* **Your instructions**:
Set out every line of the data below as a numbered list, skipping any blank lines. Omit the pictures from your answer.

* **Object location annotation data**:
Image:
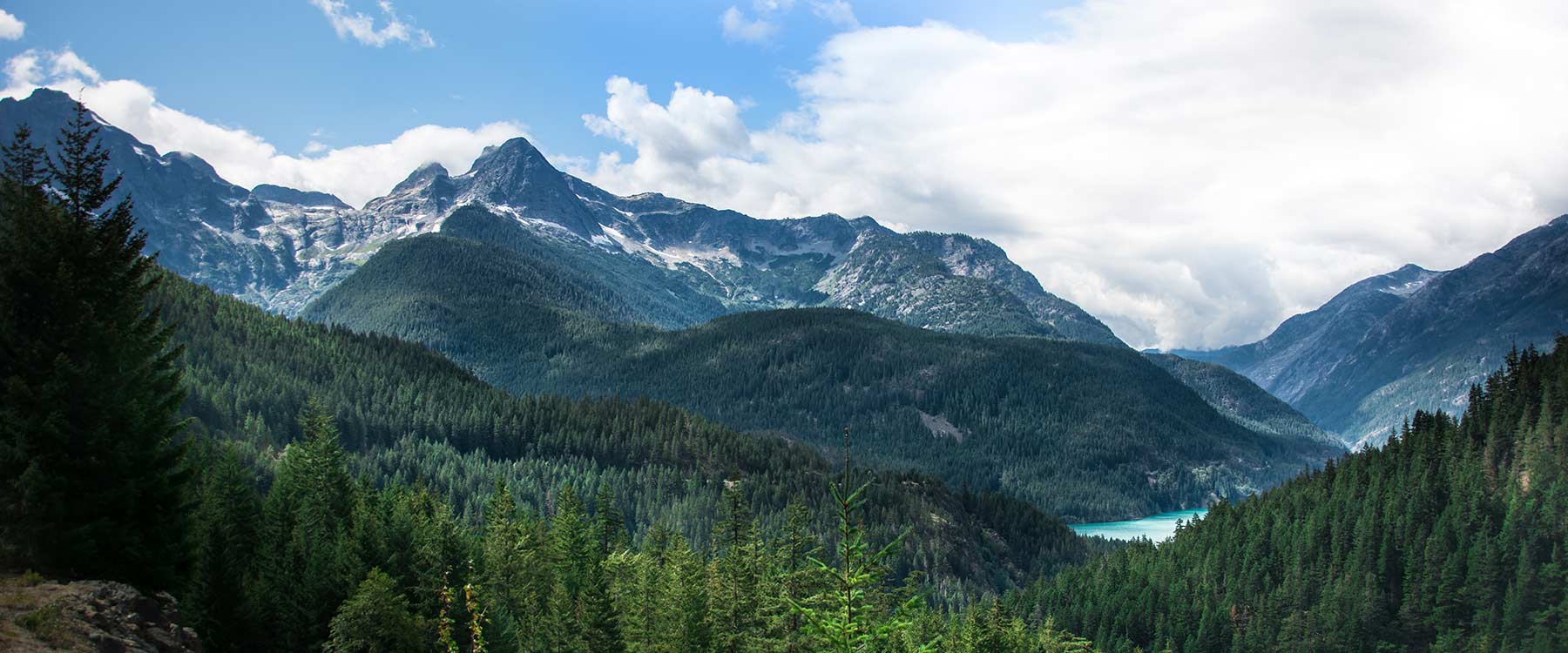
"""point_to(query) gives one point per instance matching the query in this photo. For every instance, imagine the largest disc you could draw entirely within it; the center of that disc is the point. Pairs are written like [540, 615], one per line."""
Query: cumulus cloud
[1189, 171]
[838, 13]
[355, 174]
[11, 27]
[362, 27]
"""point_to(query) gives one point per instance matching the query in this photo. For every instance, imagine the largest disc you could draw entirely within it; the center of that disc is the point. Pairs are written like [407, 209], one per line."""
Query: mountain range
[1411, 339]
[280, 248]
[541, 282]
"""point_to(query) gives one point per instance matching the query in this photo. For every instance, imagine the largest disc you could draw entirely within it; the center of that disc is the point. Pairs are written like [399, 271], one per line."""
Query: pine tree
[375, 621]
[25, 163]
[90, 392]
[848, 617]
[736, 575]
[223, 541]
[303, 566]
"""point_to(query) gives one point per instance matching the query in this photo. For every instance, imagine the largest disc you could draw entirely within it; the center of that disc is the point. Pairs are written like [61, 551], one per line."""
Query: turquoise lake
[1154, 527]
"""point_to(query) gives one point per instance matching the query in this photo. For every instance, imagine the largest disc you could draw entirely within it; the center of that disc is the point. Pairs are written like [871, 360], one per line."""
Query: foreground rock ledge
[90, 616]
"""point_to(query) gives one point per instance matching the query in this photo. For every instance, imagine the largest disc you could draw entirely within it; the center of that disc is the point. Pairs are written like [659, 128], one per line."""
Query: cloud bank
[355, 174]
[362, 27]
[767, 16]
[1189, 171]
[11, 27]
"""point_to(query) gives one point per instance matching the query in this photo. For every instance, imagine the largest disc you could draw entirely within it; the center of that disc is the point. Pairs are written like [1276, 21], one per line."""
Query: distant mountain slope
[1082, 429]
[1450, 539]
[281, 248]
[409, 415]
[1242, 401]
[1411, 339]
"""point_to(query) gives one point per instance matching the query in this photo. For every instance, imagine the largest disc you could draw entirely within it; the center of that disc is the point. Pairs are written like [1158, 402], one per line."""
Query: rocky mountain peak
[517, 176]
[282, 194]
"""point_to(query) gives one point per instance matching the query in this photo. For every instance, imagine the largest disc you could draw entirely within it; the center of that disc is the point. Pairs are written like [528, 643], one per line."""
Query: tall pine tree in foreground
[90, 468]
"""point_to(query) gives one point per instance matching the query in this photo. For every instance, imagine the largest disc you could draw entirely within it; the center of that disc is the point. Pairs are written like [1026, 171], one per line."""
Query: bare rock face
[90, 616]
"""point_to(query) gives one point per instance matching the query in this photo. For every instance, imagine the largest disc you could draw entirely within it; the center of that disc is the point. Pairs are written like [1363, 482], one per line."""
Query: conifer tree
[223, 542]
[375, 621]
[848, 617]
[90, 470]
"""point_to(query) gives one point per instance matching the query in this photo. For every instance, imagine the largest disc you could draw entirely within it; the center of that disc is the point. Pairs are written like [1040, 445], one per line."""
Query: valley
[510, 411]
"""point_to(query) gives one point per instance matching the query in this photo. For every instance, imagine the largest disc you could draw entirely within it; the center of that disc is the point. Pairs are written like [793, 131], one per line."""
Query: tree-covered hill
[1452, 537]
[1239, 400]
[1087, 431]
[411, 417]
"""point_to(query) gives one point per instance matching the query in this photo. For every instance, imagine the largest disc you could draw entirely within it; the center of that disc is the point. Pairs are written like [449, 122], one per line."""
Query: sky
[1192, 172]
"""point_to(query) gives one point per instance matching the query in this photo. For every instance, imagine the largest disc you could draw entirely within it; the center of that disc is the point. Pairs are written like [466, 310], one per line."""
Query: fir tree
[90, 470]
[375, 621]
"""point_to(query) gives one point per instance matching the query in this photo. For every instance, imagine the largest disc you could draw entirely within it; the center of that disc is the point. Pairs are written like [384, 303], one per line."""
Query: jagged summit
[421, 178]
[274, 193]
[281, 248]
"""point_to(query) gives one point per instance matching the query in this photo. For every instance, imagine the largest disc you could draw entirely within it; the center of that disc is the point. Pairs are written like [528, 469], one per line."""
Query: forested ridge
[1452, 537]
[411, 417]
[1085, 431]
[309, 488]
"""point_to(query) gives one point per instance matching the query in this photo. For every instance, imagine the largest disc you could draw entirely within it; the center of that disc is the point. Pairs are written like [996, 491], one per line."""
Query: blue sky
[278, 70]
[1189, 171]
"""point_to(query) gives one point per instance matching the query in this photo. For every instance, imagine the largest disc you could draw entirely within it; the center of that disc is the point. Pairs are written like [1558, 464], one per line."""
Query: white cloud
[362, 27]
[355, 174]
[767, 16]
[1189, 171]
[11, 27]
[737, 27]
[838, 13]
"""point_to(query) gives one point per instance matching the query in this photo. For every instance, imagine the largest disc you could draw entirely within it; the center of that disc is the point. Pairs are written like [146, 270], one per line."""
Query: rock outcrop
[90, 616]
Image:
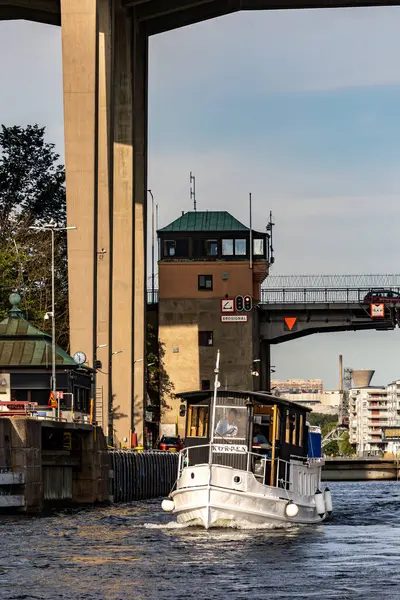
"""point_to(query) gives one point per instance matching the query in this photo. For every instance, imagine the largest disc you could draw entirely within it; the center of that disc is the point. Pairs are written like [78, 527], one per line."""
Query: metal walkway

* **Answer to the task**:
1. Image:
2. """point_to(query) gives one point per instance matching the query in this photo. For every instance, imagine the largest disc you could draw entirely within it; the center of that disc is the point. Pairs are written like [540, 615], one per line."""
3. Query: cumulus cloud
4. [1189, 171]
5. [838, 13]
6. [355, 174]
7. [11, 27]
8. [362, 27]
9. """point_to(query) gives one point per instance matching the query in this photo. For every instance, imagine the largest disc you could draw entirely within it; the center of that disc is the point. Pairs are written like [407, 209], one per line."""
10. Query: mountain range
11. [1411, 339]
12. [280, 248]
13. [541, 282]
14. """point_to(query) gives one point per instance matching the query in this photo. For every instance, imagine the largest disc you could draw entirely within it; the center of that disc is the point. Pairs are written like [399, 271], one per line."""
15. Query: pine tree
16. [375, 621]
17. [25, 163]
18. [90, 392]
19. [848, 617]
20. [736, 575]
21. [223, 541]
22. [303, 566]
23. """point_to(query) gives one point per instance matching the query in this photo. For every instance, imagine the largest disc you could draw entirely within it; the center of that disc is the point. Pairs are written like [61, 551], one per line."""
24. Query: turquoise lake
25. [1154, 527]
26. """point_to(query) gives one point per instance matching the query in this photo. For every instance, imagine the largest disc you could draw entirely within it; the center of that disc is the point. Pairs are written like [871, 360], one per line."""
27. Query: foreground rock ledge
28. [90, 616]
29. """point_to(query) gives one point per instance matching the query in this photo. For every instance, imagine the largest disc you could draw entirely within it; the center of that disc is the point. Pairs are written like [659, 128], one per line."""
30. Query: cloud bank
31. [355, 174]
32. [362, 27]
33. [767, 16]
34. [1189, 171]
35. [11, 27]
36. """point_to(query) gives one point per instance matching the query in this photo. For every instance, imagine the largest disc you could draw entirely within it; the center of that disc is the point. Pairs are written like [1276, 21], one per line."""
37. Query: distant mountain slope
38. [1082, 429]
39. [1450, 539]
40. [281, 248]
41. [409, 415]
42. [1242, 401]
43. [1411, 339]
44. """point_to(query) gives one point per instance matching the query in this photo. For every instance, imagine the largest disc you could draw entirely within it; the center of that disc is the point. Pairs are written like [1158, 402], one per line."""
45. Query: rocky mountain peak
46. [517, 176]
47. [282, 194]
48. """point_to(query) gives one point per instance matching the query in this photo. For every instance, imagine the largest disc you could draw entirely within it; the center of that disc is the point. Pairs are written like [528, 643], one per line."""
49. Query: tall pine tree in foreground
50. [90, 468]
51. """point_to(query) gives one point per instance matching the query in this photo. For every instance, imagine the largest disc you could draw entirely within it; the center of that disc is the point. Pairs are written like [1026, 171], one per line."""
52. Query: bare rock face
53. [90, 616]
54. """point_to(query) gives one point per instance matching the query in this photo. For every instance, imagine the largest disc you could draw entirely within it; the center of that disc is the point. Pairs are written like [1363, 482], one per line."""
55. Query: conifer tree
56. [223, 542]
57. [375, 621]
58. [848, 617]
59. [90, 470]
60. """point_to(query) gives one point per instance matching the query in this photo. For every instance, imagine the largest disc you could draw entirely within it; the center of that disc is the point. Pairs are written like [1040, 445], one per line."""
61. Query: valley
62. [510, 411]
63. """point_to(query) gives one point per instance matching the query in this photo. For every instance, imagine the largest disc you could draw entirely within it; the center of that disc is the point. Pairs are written like [793, 131], one per line."""
64. Query: tree-covered hill
65. [1452, 537]
66. [1239, 400]
67. [1087, 431]
68. [411, 417]
69. """point_to(query) gives one point per instance matching the query in this photo. For every instance, imagine the largest disc you could draw entirely within it; the center of that disc is the point. Pairs are written like [449, 122], one per line."""
70. Query: sky
71. [1192, 172]
72. """point_to(query) gives one point per instance matching the query in this photo. For every instance, imagine the largest disc you could draw entirely within it; the center of that disc is the point. Pairs are written like [466, 310], one per line."""
73. Query: fir tree
74. [90, 470]
75. [375, 621]
76. """point_to(query) gives one point per instance matching the query in this photo. For every instance, imagine the largest disc you could draw entirely within it; the center of that disc is the point. Pairs are written like [384, 303], one per line."""
77. Query: jagged summit
78. [421, 178]
79. [274, 193]
80. [281, 248]
81. """point_to(query) gives one point per instance matching the query in this photo. For every instance, imagine the largest disc you could draw entirely within it; the center of that disc is the point. Pairs are written like [528, 469], one per line."""
82. Query: forested ridge
83. [1452, 537]
84. [411, 417]
85. [1085, 431]
86. [309, 488]
87. """point_to(query) gives one point per instance matching the query in this photo. For every instance, imagine the largest disc you could draw entirely within it; the center of that disc is the point. Pairs are written like [996, 491], one per line."""
88. Query: blue sky
89. [278, 70]
90. [1189, 171]
91. """point_to(query) gives one point per instance matching the query in this photo. For every instance, imagine the largest disc you could draw entirely within it; the center of that disc is the point. Pairs are written like [1558, 464], one per line."""
92. Query: white cloud
93. [362, 27]
94. [355, 174]
95. [767, 16]
96. [1189, 171]
97. [11, 27]
98. [737, 27]
99. [838, 13]
100. """point_to(query) gives one point per instance matching the query in this photo. For every instance, imagine the largest disc you could draw entirely within it; the center of that disc is the point. Pairs are written like [146, 270], one per line."""
101. Query: rock outcrop
102. [90, 616]
103. Image:
104. """point_to(query) gives one point per instance matching the query in this photo. For every instance, imagine the largest disc you could draw entirely within it; the center of that disc is the point. Pairs are written like [78, 527], one per line."""
105. Query: metal walkway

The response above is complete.